Selected text:

=== Section Start ===

You might think of rust as being brown, but green rust is a thing too!
It forms where there's a lack of oxygen, and back in the Archaean, oxygen was in short supply everywhere.
So in the oceans, iron reacted with hydroxides and elements like sulfur and chlorine, covering much of the world in green rust.
Above the green oceans, the atmosphere was mostly nitrogen -- as it is today -- along with water vapor, carbon dioxide, and methane.
But, again, very little oxygen.
Which was fine at the time, because microscopic life on Earth back then was probably anaerobic.
Then about 2.3 billion years ago, some new kids showed up: Photosynthesizers.
But not the kind that we're used to These were bacteria, like the familiar blue-green cyanobacteria, or maybe even a kind of purple microbe known as halobacteria.
Either way, they used the Sun's energy to convert CO2 and water into food -- releasing oxygen as waste.
Which was ... ok ... for a while.
But not for long.
Because when these little microbes started farting out oxygen, it changed the chemical balance of the entire biosphere and, eventually, altered the face of our planet.

=== Section End ===

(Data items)
=== Section Start ===

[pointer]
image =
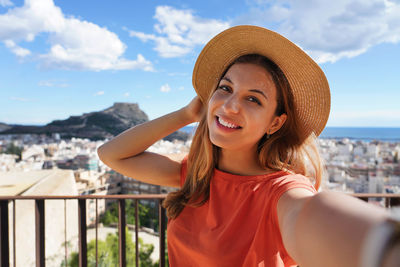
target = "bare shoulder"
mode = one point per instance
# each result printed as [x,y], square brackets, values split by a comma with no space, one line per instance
[288,208]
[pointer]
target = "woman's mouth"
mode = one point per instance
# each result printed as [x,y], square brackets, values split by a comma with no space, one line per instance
[226,124]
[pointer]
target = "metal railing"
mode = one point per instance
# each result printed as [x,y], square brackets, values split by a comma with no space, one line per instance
[82,227]
[390,200]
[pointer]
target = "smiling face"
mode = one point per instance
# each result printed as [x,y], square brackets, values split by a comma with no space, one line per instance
[242,108]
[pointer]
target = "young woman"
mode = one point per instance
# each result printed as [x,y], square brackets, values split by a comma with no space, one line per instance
[248,188]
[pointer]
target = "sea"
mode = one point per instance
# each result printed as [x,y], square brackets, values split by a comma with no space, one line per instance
[366,134]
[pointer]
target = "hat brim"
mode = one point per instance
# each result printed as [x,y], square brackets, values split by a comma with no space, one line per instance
[309,85]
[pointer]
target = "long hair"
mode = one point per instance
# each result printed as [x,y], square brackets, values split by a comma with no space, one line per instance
[287,149]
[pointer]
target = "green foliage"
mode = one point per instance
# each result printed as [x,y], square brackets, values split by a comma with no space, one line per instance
[108,253]
[148,216]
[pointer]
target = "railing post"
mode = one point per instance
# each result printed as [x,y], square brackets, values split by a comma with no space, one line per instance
[4,239]
[82,232]
[136,232]
[39,226]
[121,232]
[162,225]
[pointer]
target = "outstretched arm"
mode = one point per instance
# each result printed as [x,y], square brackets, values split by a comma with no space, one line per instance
[327,229]
[125,153]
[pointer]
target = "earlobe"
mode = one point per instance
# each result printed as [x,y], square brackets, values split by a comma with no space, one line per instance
[277,124]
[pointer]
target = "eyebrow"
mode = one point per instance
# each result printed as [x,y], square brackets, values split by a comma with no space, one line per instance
[251,90]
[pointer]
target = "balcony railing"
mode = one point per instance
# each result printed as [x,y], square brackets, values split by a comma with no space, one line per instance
[390,200]
[82,227]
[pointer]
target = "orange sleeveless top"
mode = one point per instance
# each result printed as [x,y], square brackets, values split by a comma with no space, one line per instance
[237,226]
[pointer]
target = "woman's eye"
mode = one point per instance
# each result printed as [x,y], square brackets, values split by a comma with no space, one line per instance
[254,99]
[224,88]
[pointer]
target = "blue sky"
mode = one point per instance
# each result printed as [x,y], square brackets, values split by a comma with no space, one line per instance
[62,58]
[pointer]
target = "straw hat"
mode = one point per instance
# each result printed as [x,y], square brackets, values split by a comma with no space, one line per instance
[308,82]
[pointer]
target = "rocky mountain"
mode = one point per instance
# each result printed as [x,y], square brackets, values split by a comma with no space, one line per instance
[94,125]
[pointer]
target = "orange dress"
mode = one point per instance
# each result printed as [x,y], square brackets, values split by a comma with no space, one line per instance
[237,226]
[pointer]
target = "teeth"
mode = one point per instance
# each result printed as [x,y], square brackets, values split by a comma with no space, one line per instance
[227,124]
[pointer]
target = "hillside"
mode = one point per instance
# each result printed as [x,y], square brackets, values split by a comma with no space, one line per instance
[94,125]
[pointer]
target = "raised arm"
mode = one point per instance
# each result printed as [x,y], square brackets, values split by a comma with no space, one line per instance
[125,153]
[328,229]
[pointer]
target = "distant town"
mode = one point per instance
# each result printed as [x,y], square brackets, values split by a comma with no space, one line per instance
[46,164]
[352,166]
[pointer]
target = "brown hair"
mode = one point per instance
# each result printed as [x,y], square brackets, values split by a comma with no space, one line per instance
[287,149]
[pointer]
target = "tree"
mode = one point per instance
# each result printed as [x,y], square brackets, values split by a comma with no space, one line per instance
[108,253]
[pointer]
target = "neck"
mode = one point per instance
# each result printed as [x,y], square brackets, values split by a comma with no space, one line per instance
[240,162]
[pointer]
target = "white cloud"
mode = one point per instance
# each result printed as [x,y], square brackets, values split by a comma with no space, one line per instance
[99,93]
[53,83]
[179,31]
[17,50]
[330,30]
[6,3]
[165,88]
[20,99]
[74,44]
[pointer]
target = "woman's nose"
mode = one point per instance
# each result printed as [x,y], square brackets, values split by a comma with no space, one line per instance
[231,105]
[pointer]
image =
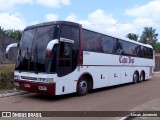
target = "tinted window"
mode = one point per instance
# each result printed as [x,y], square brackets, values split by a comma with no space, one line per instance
[91,41]
[134,50]
[122,47]
[107,44]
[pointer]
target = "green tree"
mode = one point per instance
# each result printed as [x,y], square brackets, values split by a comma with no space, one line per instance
[132,36]
[2,31]
[149,36]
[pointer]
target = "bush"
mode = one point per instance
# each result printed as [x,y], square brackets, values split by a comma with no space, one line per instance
[6,76]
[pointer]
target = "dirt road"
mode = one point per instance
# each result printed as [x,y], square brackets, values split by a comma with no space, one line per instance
[120,98]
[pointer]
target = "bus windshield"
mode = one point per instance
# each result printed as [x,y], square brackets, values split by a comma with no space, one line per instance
[33,48]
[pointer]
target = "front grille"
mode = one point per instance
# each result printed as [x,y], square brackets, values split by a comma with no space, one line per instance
[28,78]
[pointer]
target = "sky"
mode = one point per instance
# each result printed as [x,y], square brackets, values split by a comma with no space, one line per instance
[118,17]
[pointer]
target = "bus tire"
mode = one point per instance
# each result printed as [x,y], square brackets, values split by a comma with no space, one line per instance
[135,77]
[82,86]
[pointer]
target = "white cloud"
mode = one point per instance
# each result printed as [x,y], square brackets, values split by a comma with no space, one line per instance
[72,17]
[12,21]
[150,10]
[8,4]
[51,17]
[53,3]
[103,22]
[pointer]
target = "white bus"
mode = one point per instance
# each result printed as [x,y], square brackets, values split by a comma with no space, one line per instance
[61,57]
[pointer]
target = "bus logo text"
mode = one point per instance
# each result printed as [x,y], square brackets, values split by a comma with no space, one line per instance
[125,60]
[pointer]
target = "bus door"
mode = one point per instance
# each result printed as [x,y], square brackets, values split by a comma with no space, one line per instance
[65,59]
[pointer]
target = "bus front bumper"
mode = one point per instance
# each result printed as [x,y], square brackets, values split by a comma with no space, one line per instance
[35,87]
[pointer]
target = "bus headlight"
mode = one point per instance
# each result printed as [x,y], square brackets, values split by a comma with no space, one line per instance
[50,80]
[16,77]
[46,80]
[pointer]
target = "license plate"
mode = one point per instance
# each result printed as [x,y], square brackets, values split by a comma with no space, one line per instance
[27,85]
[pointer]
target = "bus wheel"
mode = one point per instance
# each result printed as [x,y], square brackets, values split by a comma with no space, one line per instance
[83,87]
[135,77]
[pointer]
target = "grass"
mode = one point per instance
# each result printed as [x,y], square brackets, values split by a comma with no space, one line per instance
[6,77]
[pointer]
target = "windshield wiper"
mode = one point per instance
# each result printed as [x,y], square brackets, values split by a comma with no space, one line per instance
[35,60]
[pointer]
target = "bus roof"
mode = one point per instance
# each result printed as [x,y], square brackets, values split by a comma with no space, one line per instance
[52,23]
[116,36]
[87,28]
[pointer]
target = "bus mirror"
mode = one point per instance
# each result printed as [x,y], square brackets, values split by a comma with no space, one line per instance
[50,46]
[9,47]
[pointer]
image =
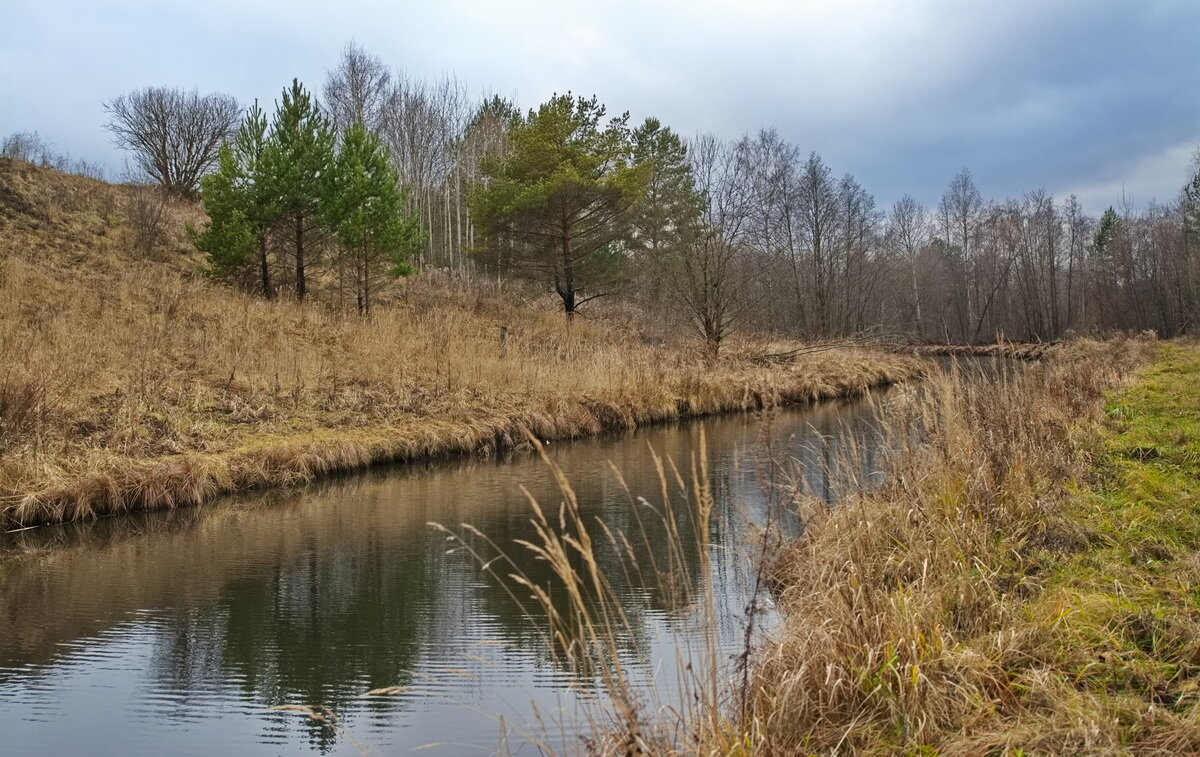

=== Section End ===

Activities:
#1 According to the green rust passage, how long ago did photosynthesizers show up?
#2 Output the green rust passage starting at the words "Either way, they" and stopping after the words "of our planet.".
Answer using nothing but the green rust passage.

Results by task:
#1 About 2.3 billion years ago.

#2
Either way, they used the Sun's energy to convert CO2 and water into food -- releasing oxygen as waste.
Which was ... ok ... for a while.
But not for long.
Because when these little microbes started farting out oxygen, it changed the chemical balance of the entire biosphere and, eventually, altered the face of our planet.